• [Exercise requirements]: Continue the mailing-list reply below on incremental backups of Mercurial repositories, starting after its last line.

>> start Document passage

Mercurial and incremental backups...
Peter Arrenbrecht
peter.arrenbrecht at gmail.com
Fri May 30 03:48:40 CDT 2008
On Fri, May 30, 2008 at 10:45 AM, Marcin Kasperski
<Marcin.Kasperski at softax.com.pl> wrote:
>
> How effective - in terms of transfer and datasize overhead - is
> incremental backup of .hg/ directories?
>
> And what is the most effective method in case one would like to
> optimize it as far as possible? Generating consecutive bundles and
> uploading them? But is it easy to automate?
Sounds like a good approach. Should be fairly easy, either using tags
or a separate clone that records the state of the last backup. Then
simply bundle against this clone/tag and update the clone/tag
afterwards. Don't know how well that plays with multiple branches,
though. I use the separate clone approach to keep track of what I need
to ship my customer in the next instalment (don't have access to his
repo, but like a backup it's a one-way street).
>
> In general - do you have any recommendations for effective backup
> of Mercurial repos?

>> end Document passage
>> start Material provided

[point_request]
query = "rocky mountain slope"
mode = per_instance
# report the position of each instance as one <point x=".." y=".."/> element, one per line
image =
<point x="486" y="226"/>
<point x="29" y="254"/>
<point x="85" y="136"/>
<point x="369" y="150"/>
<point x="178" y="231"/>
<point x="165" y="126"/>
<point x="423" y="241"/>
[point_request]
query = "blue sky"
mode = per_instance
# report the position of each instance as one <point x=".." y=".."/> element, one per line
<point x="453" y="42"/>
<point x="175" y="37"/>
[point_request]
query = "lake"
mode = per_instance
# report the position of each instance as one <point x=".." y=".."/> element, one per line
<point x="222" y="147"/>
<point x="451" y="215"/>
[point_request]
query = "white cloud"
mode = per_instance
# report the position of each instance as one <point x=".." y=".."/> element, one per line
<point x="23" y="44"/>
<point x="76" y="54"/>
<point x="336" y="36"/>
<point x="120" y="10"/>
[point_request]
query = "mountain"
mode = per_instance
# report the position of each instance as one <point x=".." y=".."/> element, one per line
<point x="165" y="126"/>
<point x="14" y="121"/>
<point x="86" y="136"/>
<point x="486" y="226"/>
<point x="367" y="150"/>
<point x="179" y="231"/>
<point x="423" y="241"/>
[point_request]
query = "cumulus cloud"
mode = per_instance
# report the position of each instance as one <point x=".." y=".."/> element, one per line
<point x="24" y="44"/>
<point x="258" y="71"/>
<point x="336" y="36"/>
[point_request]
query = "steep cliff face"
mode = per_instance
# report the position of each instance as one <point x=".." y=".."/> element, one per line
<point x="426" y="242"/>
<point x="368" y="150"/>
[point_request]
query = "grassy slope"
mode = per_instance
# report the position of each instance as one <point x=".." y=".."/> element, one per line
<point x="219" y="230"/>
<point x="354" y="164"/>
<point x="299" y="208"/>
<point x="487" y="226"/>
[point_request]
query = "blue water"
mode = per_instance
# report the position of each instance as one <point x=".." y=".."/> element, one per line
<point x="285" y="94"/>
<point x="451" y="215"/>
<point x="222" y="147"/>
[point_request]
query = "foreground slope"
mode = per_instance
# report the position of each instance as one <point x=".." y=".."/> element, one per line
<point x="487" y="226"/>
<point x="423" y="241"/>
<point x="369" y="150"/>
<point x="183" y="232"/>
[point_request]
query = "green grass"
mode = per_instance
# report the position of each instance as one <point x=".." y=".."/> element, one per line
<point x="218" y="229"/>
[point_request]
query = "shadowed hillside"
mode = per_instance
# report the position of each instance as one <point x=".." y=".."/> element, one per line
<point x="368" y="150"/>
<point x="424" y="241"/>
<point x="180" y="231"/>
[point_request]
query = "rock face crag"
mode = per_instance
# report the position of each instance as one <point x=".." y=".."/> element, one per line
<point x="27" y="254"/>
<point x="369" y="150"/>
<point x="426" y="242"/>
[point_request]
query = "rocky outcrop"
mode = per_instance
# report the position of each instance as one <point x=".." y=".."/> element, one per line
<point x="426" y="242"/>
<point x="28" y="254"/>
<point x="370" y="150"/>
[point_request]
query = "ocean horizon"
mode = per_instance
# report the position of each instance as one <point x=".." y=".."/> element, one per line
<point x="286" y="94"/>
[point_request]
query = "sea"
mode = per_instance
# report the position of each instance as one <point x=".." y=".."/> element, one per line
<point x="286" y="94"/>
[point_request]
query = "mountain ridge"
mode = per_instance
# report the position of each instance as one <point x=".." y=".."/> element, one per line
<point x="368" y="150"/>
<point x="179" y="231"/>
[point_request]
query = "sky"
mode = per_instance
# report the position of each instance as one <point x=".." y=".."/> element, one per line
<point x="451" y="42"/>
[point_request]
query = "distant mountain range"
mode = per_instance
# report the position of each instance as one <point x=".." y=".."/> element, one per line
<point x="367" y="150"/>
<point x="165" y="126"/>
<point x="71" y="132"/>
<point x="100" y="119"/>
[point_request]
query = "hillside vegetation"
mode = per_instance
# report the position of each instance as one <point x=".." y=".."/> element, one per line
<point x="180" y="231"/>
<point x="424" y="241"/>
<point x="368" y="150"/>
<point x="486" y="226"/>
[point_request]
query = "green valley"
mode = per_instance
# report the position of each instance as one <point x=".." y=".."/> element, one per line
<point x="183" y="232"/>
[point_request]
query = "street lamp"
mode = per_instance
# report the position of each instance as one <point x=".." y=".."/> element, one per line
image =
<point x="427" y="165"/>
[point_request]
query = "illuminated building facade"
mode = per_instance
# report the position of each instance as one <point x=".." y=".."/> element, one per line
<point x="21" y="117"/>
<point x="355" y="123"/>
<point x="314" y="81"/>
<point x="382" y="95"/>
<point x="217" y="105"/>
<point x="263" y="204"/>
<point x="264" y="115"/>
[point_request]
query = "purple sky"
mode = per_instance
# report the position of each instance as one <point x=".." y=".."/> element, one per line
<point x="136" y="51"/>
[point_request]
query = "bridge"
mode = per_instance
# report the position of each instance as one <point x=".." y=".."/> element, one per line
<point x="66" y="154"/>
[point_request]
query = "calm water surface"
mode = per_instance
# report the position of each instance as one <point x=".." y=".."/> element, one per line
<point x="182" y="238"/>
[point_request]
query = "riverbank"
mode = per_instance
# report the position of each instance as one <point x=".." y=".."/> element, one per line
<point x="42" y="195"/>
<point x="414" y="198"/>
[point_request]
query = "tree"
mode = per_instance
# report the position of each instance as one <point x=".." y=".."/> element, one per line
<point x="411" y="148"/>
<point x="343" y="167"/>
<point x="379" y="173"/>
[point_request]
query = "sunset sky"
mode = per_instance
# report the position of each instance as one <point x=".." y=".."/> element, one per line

>> end Material provided

• [Answer to the task]:
>
> (background: I am just considering backup to S3 via jungledisk or sth
> similar, there you pay for both the data transfer and the total size
> of files stored, it is in particular bad idea to make frequent small
> changes to big files as changed files are transferred as a whole)
Then you definitely want to backup bundles, not the raw .hg/store. I
have been tossing about the idea of automatically splitting revlog
files when they reach a certain size. My intention was to improve the
effectiveness of the local hardlinks for multiple clones, but it would
help incremental backups as well. Nothing to show yet, though. Just
ideas. But if there is sufficient interest, I might give it a go. So
far nobody showed much interest.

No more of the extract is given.